◆ Challenge A ◆
In two sentences, summarize the profile of Alice Zaslavsky's kitchen.
◆ Challenge B ◆
Write out the passage of the profile of Alice Zaslavsky's kitchen starting with "Small fridge, big" and going on through "Far too smart.".
◆ Challenge C ◆
Continue the profile of Alice Zaslavsky's kitchen from where it stops.

## Start Text block

When I first met Alice ‘in Frames’ Zaslavsky, I originally wanted to know what her “top tips” were for eating like the environment actually mattered. I was curious: what does the kitchen of the food editor at The Weekly Review look like?
Small fridge, big difference
We start off at where all the good stuff lives: her small fridge. What’s the deal with that exactly? It forces Alice to shop small, which means she chucks out less food. “Having a small fridge has really helped because we can’t buy too much food, and naturally that keeps things fresh.” I mentally note that she probably has a smaller power bill too. Smart. Far too smart.
The next little appliance to catch my attention is the Thermomix, which Alice keeps on high rotation to whizz up bits and pieces in the fridge into soup. It’s part of her guiding philosophy to eat everything she buys, rather than deferring to recipes all the time. “And if you’re not sure if something will work – everything tastes good with eggs, butter, or bacon.” We mirror her grin on this one.
Her juicer takes the “eat the whole food” philosophy a step further, being the receptacle for “dodgy fruit” while the Thermomix churns up sorbet from overripe fruit. Back in the fridge, a jar of watermelon rind pickles awaits for a cheese feast. And for apples, well, I have to say I’m a little surprised when she downs the core too. “Extra fibre,” she says, before casually revealing the next thing to blow my mind in her freezer.
In an ice cube tray are home-made cubes of concentrated chicken stock, made from leftover bones (and yes, she also makes bone broth). Her small freezer means she prefers to reduce the stock down – a trick she learnt from legendary Michelin star chef Walter Trupp, who taught her how to cook. “If you’re going to eat an animal, respect it and use everything right?” That can also mean embracing offal, which she’s not afraid to eat (or add to her homemade dog food for her pooch Leopold).

## End Text block
## Start Records provided

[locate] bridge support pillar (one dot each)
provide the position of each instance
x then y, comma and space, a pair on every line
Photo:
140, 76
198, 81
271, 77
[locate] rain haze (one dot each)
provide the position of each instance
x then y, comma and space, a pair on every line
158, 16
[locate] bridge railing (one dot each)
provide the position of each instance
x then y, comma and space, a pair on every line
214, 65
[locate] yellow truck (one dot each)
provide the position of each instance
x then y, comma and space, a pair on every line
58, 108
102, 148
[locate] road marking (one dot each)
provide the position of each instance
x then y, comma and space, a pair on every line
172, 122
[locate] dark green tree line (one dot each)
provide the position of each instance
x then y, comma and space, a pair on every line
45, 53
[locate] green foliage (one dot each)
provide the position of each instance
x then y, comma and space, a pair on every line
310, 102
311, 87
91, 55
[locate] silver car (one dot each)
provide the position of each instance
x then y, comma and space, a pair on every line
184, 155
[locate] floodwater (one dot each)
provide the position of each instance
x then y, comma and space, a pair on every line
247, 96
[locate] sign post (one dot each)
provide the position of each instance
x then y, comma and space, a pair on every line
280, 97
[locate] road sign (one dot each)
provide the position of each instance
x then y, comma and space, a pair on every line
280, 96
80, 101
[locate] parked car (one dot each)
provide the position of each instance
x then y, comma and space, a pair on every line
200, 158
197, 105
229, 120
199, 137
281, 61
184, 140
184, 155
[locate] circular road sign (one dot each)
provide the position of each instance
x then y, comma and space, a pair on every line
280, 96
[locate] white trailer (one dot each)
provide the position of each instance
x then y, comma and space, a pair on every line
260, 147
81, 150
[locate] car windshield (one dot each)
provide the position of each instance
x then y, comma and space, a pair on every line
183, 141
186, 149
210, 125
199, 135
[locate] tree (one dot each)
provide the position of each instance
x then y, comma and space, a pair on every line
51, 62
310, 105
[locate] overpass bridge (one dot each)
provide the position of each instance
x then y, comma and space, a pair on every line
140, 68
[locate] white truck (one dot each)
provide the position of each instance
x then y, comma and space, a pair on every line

## End Records provided

◆ Output A ◆
Alice Zaslavsky, food editor at The Weekly Review, keeps a small fridge that makes her shop small and throw out less food, and she follows a philosophy of eating everything she buys, using her Thermomix to turn fridge leftovers into soup and overripe fruit into sorbet. She also freezes cubes of concentrated chicken stock made from leftover bones, a trick she learned from chef Walter Trupp, and she eats offal because she believes that if you eat an animal you should respect it and use everything.

◆ Output B ◆
Small fridge, big difference
We start off at where all the good stuff lives: her small fridge. What’s the deal with that exactly? It forces Alice to shop small, which means she chucks out less food. “Having a small fridge has really helped because we can’t buy too much food, and naturally that keeps things fresh.” I mentally note that she probably has a smaller power bill too. Smart. Far too smart.

◆ Output C ◆
Speaking of dogs, Alice’s job eating her way around Melbourne means she’s a pretty keen doggy bagger too, extending the meaning of BYO to include her own container. And she’s always surprised when people overlook leftovers. “What most people don’t realise is that if you’re eating out, a lot of that food has been pre-prepared – they’re basically leftovers in a way. If you start to look at food like a chef – chefs actually don’t like to waste food because it’s bloody expensive. So think like a chef and start looking at leftovers more like pre-prepared bits and pieces.”
On growing up
Like many of us, Alice lives in an apartment, so it’s not as straightforward to grow her own veggies. But she does employ the services of Clo’ey, her closed loop electric composter that churns food scraps into fertile soil. “There’s something pretty damn magical about handing over this soil to my parents in law at Fallu Farm, and then getting this beautiful organic produce in return,” she says.
It’s at this point that I start feeling pretty damn good about the world (and not just because #fallufarm includes plenty of pics of Leopold the dog). Because all these little actions are more than the sum of their parts. She’s literally cultivating a small community from stuff that most people would normally chuck in the bin. Her kitchen is not just a place where food is stored, made or saved. It’s a space for her to figure out what change can look (and taste) like.
Meet more inspirational people making our food system better for us, our environment and Aussie farmers.
Images courtesy of Alice.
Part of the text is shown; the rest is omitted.